→ **THE PROBLEM**
Write out every one of these rows word for word, but leave out the pictures.

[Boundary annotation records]
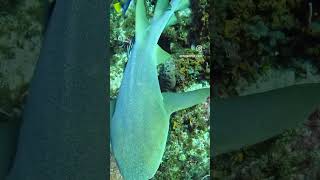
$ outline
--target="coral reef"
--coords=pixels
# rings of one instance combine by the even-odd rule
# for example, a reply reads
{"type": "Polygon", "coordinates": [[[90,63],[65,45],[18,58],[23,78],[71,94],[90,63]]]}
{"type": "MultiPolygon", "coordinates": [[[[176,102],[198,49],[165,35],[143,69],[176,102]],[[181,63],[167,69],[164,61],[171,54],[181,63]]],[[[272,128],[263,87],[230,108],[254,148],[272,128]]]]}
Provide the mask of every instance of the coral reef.
{"type": "MultiPolygon", "coordinates": [[[[227,0],[214,9],[212,71],[220,96],[320,82],[318,2],[227,0]]],[[[318,179],[318,120],[309,119],[278,137],[215,157],[214,178],[318,179]]]]}
{"type": "MultiPolygon", "coordinates": [[[[163,91],[183,91],[208,86],[210,78],[207,1],[191,1],[192,8],[177,13],[177,24],[162,34],[159,45],[172,62],[159,66],[163,91]],[[194,23],[196,22],[196,24],[194,23]],[[201,28],[199,32],[199,28],[201,28]],[[199,34],[200,33],[200,34],[199,34]],[[174,82],[175,81],[175,82],[174,82]]],[[[146,1],[153,12],[156,1],[146,1]]],[[[110,94],[116,96],[134,38],[134,4],[126,16],[111,10],[110,94]]],[[[151,14],[150,14],[151,15],[151,14]]],[[[209,178],[209,102],[175,113],[163,162],[153,179],[209,178]]],[[[113,170],[112,170],[113,171],[113,170]]]]}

→ **REPLY**
$ outline
--target="coral reef"
--coords=pixels
# rings of one instance combine by the even-odd rule
# for example, a reply reads
{"type": "Polygon", "coordinates": [[[90,63],[65,45],[18,58],[23,78],[71,94],[90,63]]]}
{"type": "MultiPolygon", "coordinates": [[[[176,102],[198,49],[165,35],[143,69],[176,102]],[[181,63],[167,69],[164,61],[171,54],[181,63]]],[[[272,128],[263,87],[230,108],[254,148],[272,128]]]]}
Provide the mask of every instance of the coral reef.
{"type": "MultiPolygon", "coordinates": [[[[227,0],[214,9],[212,71],[220,96],[320,82],[318,2],[227,0]]],[[[318,179],[318,120],[309,119],[278,137],[215,157],[214,178],[318,179]]]]}
{"type": "MultiPolygon", "coordinates": [[[[163,91],[183,91],[208,86],[210,78],[207,1],[191,1],[192,8],[177,13],[177,24],[162,34],[159,45],[172,62],[159,66],[163,91]],[[194,23],[196,22],[196,24],[194,23]],[[201,28],[199,32],[199,28],[201,28]],[[199,34],[200,33],[200,34],[199,34]],[[174,82],[175,81],[175,82],[174,82]]],[[[146,1],[153,12],[156,1],[146,1]]],[[[110,94],[116,96],[134,38],[134,4],[126,16],[111,10],[110,94]]],[[[151,14],[150,14],[151,15],[151,14]]],[[[209,178],[209,102],[175,113],[163,162],[153,179],[209,178]]],[[[113,170],[112,170],[113,171],[113,170]]]]}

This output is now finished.